** Exercises to complete **
• 1. Answer these from the text on soft drinks and height:
(a) When did the big rise in soft drink consumption in the U.S. start?
(b) Where are the binding globulins for these hormones made?
(c) What happens to a bone when its growth plates close?
• 2. Write a continuation of the text on soft drinks and height.

** Text provided **
*** Begin section ***
I would say it is the massive amounts of soft drinks that American kids drink compared to their European counterparts. That huge upswing in soft drink consumption in the U.S. started post WWII and has increased since.
How would soft drinks make us shorter?
It’s a little complex, but let’s tackle the physiology.
First, puberty and growth are stimulated by sex hormones and IGF-1 (insulin-like Growth Factor). These hormones are in two forms: the free form and the bound form. The free form is when the hormone is off doing its hormone-y thing. The bound form is when the hormone is bound to its binding globulin. Both hormones circulate in the blood in both ways: bound and free. When you get a blood test, it measures the total, i.e., both free and bound. If you want to see what the actual active hormone is doing, you’ve got to get a Free Testosterone or a Free IGf-1.
The binding globulins for these hormones are made in the liver. If the liver cranks out a lot of binding globulin, then a lot of the hormone will be bound and not be active. If the liver does the opposite and produces little binding hormone, then the amount of hormone bound will be less and there will be more active hormone out doing its thing.
Elevated levels of insulin drive the liver to make LESS binding globulin, which means that there will be MORE of the free and, therefore, active hormone available. More IGF-1 leads to acne, nearsightedness, and an early growth spurt. More free sex hormone leads to an earlier puberty and closure of the growth plates. (the growth plates are at the ends of the bones, and when the growth plates close, the bone quits growing in length. When long bones stop growing, you stop getting taller.)
What make the levels of insulin go up? We all know the answer: carbs. Especially refined carbs. Especially sugar. Even worse is fructose because fructose adversely affects the liver without raising insulin levels.
What are soft drinks? Sugar water. Sugar water now made with high-fructose corn syrup (HFCS). Both sugar and HFCS contain glucose which raises insulin and fructose which makes the insulin even more harmful to the liver and enhances the liver’s insulin resistance.
*** End section ***
** Data records **
*** Begin section ***
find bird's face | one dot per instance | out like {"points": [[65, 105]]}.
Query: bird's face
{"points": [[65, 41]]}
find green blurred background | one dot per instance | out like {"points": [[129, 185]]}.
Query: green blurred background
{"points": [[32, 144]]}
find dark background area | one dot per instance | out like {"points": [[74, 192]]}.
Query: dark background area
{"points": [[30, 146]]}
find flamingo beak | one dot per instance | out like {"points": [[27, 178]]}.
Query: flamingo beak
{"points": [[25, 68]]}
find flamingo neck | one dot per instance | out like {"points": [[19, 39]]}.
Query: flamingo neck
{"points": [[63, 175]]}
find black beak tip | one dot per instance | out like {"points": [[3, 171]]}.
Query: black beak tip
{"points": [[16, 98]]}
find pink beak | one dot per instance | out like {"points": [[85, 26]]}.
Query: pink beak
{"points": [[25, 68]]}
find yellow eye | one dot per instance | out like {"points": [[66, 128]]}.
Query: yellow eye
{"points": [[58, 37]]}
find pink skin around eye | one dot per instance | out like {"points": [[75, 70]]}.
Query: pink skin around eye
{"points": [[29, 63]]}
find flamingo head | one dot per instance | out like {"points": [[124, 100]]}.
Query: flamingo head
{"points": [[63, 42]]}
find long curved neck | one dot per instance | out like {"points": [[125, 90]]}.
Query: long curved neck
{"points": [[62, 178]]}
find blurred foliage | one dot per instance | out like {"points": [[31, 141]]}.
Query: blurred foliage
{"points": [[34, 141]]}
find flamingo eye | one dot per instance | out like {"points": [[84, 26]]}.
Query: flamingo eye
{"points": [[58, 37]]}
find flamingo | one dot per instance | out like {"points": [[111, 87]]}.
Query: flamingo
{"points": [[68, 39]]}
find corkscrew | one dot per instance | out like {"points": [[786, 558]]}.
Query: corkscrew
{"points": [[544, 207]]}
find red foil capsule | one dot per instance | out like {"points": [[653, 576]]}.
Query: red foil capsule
*** End section ***
** Answer list **
• 1.
(a) After WWII.
(b) In the liver.
(c) It stops growing in length.

• 2.
An insulin resistant liver makes less binding globulin, less binding globulin allows more free hormone, more free hormone hastens puberty and stops growth. Voila! A much more sensible explanation than that concocted by our sociologist friends in the above paper. And one grounded in science, not a we-should-have-socialized-medicine twisting of the facts.
There is another viewpoint on this. When I read this paper, I emailed by bud Loren Cordain to see what he thought of it. He has a different theory than I do on the actual physiological cause, but, as he sees it, the underlying problem is the same.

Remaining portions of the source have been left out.